─── EXCERPTED RECORDS

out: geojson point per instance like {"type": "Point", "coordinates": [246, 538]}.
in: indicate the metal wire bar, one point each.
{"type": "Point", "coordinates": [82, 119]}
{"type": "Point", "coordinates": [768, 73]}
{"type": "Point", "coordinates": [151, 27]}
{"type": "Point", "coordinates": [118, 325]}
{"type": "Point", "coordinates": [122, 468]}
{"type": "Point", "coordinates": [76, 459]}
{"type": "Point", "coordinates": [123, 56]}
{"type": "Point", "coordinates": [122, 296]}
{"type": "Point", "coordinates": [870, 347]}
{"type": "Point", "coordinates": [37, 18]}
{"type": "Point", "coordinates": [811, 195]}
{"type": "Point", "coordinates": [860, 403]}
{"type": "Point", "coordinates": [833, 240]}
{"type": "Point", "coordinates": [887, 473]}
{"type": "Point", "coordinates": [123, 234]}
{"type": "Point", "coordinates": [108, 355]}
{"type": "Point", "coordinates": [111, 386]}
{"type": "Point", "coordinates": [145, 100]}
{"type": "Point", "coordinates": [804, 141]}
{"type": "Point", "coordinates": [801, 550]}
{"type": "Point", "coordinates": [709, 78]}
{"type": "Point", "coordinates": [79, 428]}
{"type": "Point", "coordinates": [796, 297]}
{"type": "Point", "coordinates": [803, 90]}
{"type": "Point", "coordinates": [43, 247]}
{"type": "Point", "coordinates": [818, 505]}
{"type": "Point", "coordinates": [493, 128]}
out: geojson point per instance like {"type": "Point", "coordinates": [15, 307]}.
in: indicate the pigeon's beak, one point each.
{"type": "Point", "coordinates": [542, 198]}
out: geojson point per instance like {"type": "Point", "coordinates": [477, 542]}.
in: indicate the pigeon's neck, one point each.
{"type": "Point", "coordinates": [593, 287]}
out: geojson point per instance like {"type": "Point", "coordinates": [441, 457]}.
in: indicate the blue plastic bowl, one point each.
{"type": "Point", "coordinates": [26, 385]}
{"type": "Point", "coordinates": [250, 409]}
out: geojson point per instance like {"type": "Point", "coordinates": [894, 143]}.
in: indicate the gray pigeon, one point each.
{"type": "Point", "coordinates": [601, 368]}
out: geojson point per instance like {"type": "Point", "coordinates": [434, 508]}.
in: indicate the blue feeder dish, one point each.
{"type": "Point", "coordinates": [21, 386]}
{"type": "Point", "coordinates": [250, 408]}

──────

## ACTIVITY
Nothing but the lines from the one containing "in: indicate the pigeon's beak, one" through the last line of the data above should be given again, each exactly as it stands.

## OUTPUT BELOW
in: indicate the pigeon's beak, one point each.
{"type": "Point", "coordinates": [542, 198]}
out: geojson point per instance like {"type": "Point", "coordinates": [477, 542]}.
in: indicate the pigeon's neck, one point each.
{"type": "Point", "coordinates": [593, 287]}
out: geojson point per instance like {"type": "Point", "coordinates": [441, 457]}.
in: indicate the blue plastic bowl, one point each.
{"type": "Point", "coordinates": [26, 385]}
{"type": "Point", "coordinates": [250, 409]}
out: geojson point per instance like {"type": "Point", "coordinates": [894, 143]}.
in: indicate the gray pigeon, one point each.
{"type": "Point", "coordinates": [601, 368]}
out: geojson point per instance like {"type": "Point", "coordinates": [434, 508]}.
in: indicate the blue feeder dish, one point each.
{"type": "Point", "coordinates": [21, 386]}
{"type": "Point", "coordinates": [250, 408]}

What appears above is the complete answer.